**STATED TASK:**
Turn the lines from the one containing "Each instance of the white spot" through the one containing "x=156 y=135" into a JSON list of strings, one string per line and no blank lines.
# start of RECORDED DATA
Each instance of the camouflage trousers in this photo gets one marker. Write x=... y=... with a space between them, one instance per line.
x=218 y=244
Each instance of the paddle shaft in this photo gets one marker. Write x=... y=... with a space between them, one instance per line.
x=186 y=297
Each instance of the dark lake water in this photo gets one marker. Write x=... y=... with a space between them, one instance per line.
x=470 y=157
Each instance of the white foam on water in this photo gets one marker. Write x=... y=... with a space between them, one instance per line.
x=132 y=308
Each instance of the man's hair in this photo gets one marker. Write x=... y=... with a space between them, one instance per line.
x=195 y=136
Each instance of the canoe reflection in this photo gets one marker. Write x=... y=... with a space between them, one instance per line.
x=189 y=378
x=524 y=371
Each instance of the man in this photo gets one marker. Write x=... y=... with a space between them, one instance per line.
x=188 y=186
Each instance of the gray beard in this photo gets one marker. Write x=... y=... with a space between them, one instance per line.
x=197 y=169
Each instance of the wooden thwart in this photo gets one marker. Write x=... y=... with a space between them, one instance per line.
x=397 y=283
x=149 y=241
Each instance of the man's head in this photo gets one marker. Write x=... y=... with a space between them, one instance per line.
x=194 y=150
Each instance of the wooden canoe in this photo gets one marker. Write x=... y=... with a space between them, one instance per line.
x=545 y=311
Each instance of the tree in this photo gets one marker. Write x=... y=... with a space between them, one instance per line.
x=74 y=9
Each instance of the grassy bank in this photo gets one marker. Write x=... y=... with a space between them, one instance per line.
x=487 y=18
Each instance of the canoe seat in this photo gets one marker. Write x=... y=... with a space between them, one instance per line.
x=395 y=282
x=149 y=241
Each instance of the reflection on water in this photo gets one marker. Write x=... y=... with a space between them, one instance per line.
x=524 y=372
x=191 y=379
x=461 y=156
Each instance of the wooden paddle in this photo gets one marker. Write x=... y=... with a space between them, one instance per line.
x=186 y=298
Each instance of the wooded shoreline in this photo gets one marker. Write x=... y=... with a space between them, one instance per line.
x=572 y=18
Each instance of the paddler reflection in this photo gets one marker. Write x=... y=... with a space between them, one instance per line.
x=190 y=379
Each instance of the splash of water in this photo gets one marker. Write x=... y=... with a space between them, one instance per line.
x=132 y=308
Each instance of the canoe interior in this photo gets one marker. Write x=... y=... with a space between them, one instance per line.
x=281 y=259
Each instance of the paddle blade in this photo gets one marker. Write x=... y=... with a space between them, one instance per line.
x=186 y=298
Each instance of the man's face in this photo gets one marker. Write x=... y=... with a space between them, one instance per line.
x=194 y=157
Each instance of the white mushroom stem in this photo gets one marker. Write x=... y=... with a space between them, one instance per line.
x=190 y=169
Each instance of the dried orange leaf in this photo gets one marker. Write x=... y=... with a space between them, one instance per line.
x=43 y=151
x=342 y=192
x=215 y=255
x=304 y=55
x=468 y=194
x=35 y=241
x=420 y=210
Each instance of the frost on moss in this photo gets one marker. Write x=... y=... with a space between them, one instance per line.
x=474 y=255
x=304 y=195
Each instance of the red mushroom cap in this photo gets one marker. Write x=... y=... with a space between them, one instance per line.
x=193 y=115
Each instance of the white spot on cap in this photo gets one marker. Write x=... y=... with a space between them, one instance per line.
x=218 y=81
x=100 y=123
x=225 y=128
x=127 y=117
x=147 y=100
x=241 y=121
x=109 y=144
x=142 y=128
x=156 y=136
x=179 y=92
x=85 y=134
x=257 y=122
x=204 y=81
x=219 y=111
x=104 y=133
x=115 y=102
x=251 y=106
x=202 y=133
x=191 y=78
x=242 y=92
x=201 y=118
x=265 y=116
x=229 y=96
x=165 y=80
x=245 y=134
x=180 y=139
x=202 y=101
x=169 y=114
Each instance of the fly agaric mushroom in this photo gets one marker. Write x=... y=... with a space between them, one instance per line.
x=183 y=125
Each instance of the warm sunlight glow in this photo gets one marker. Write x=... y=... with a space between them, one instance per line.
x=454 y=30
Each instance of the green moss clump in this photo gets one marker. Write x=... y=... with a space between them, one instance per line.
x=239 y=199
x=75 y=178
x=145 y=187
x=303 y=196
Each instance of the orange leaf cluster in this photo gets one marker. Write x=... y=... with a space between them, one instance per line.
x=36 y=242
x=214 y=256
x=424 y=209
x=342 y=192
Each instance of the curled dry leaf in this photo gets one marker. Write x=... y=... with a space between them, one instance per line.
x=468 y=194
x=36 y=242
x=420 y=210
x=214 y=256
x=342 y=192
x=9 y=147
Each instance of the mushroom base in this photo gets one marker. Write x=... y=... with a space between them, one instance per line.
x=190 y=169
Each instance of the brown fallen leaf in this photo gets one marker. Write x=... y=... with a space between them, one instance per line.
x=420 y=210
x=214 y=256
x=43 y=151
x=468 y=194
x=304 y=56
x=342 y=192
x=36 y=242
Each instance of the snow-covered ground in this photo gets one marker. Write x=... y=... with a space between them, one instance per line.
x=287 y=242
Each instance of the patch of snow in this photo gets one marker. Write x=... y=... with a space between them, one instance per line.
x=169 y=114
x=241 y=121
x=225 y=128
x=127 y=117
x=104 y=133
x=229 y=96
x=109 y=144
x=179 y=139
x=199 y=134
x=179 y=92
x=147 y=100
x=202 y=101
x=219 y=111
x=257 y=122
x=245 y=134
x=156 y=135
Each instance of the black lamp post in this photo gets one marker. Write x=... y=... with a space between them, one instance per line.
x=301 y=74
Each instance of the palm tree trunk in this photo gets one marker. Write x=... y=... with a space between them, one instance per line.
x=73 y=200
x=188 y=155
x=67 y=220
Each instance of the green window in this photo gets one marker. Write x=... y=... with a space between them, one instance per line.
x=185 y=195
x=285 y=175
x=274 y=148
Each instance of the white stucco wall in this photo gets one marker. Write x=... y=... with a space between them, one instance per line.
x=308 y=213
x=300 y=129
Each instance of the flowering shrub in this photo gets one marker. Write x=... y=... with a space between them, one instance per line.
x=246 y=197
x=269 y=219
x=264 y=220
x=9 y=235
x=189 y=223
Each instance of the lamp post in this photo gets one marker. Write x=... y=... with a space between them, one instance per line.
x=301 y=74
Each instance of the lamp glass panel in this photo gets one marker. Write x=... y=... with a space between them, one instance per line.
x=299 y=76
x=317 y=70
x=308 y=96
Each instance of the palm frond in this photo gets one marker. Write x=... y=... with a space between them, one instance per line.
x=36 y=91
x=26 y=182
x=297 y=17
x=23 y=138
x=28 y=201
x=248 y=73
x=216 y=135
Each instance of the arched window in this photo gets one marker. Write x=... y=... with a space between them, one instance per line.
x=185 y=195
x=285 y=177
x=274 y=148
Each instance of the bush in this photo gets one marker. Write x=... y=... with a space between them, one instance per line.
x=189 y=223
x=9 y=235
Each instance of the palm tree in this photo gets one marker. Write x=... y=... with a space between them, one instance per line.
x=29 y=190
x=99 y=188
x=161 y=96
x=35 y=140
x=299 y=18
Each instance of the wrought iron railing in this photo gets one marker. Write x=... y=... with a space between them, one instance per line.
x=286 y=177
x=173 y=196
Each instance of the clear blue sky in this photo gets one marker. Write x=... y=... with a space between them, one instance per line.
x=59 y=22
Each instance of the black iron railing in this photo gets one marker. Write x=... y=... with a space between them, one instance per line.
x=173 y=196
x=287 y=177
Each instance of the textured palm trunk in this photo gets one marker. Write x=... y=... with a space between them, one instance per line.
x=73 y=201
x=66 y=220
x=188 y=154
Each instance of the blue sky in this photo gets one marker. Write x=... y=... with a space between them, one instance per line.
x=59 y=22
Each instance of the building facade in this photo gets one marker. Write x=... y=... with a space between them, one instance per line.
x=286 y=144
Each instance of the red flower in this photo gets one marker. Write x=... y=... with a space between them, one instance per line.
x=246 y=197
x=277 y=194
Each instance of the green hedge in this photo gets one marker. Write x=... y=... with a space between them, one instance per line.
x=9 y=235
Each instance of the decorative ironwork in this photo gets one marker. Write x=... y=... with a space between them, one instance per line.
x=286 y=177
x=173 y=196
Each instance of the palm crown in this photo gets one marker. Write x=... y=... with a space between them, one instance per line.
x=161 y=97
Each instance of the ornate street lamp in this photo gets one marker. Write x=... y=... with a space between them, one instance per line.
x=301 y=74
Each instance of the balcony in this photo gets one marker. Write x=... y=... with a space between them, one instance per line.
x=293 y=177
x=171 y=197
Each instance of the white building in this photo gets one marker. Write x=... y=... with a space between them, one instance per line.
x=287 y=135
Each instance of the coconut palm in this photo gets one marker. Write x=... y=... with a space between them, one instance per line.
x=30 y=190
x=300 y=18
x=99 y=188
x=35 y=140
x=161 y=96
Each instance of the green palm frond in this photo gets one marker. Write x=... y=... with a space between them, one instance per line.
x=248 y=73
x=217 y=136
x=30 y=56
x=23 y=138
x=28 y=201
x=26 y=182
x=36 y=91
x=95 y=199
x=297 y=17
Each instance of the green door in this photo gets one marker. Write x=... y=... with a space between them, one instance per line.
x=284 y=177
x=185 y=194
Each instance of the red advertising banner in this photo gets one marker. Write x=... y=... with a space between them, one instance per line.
# end of RECORDED DATA
**ANSWER IN FULL:**
[
  "Each instance of the white spot on cap in this photo gets one marker. Write x=... y=... with a space between them, one instance per line.",
  "x=218 y=81",
  "x=100 y=123",
  "x=225 y=128",
  "x=127 y=117",
  "x=147 y=100",
  "x=241 y=121",
  "x=109 y=144",
  "x=142 y=128",
  "x=156 y=136",
  "x=179 y=92",
  "x=85 y=134",
  "x=257 y=122",
  "x=204 y=81",
  "x=219 y=111",
  "x=104 y=133",
  "x=115 y=102",
  "x=251 y=106",
  "x=202 y=133",
  "x=191 y=78",
  "x=242 y=92",
  "x=201 y=118",
  "x=265 y=116",
  "x=229 y=96",
  "x=165 y=80",
  "x=245 y=134",
  "x=180 y=139",
  "x=202 y=101",
  "x=169 y=114",
  "Each instance of the fly agaric mushroom in this photo gets one marker. Write x=... y=... with a space between them, one instance per line.",
  "x=183 y=125",
  "Each instance of the warm sunlight glow in this photo gets one marker. Write x=... y=... with a space between them, one instance per line.",
  "x=454 y=30",
  "Each instance of the green moss clump in this photo gets one marker. Write x=... y=... with a space between them, one instance per line.",
  "x=239 y=199",
  "x=75 y=178",
  "x=145 y=187",
  "x=303 y=196",
  "Each instance of the orange leaf cluster in this photo gets one marker. Write x=... y=... with a space between them, one instance per line.",
  "x=36 y=242",
  "x=214 y=256",
  "x=424 y=209",
  "x=342 y=192",
  "Each instance of the curled dry leaf in this photo gets one marker. Write x=... y=... with a space between them, one instance per line.",
  "x=468 y=194",
  "x=36 y=242",
  "x=420 y=210",
  "x=214 y=256",
  "x=342 y=192",
  "x=9 y=147",
  "Each instance of the mushroom base in this photo gets one marker. Write x=... y=... with a space between them, one instance per line.",
  "x=190 y=169",
  "Each instance of the brown fallen leaf in this photo gets one marker. Write x=... y=... with a space between them, one instance per line.",
  "x=420 y=210",
  "x=214 y=256",
  "x=43 y=151",
  "x=468 y=194",
  "x=304 y=56",
  "x=342 y=192",
  "x=36 y=242",
  "Each instance of the snow-covered ground in this photo gets one marker. Write x=... y=... with a space between them, one instance per line.",
  "x=287 y=242",
  "Each instance of the patch of snow in this photo gets one marker. Write x=... y=... with a space between them, one instance per line.",
  "x=169 y=114",
  "x=241 y=121",
  "x=225 y=128",
  "x=127 y=117",
  "x=104 y=133",
  "x=229 y=96",
  "x=109 y=144",
  "x=179 y=139",
  "x=199 y=134",
  "x=179 y=92",
  "x=147 y=100",
  "x=202 y=101",
  "x=219 y=111",
  "x=257 y=122",
  "x=245 y=134",
  "x=156 y=135"
]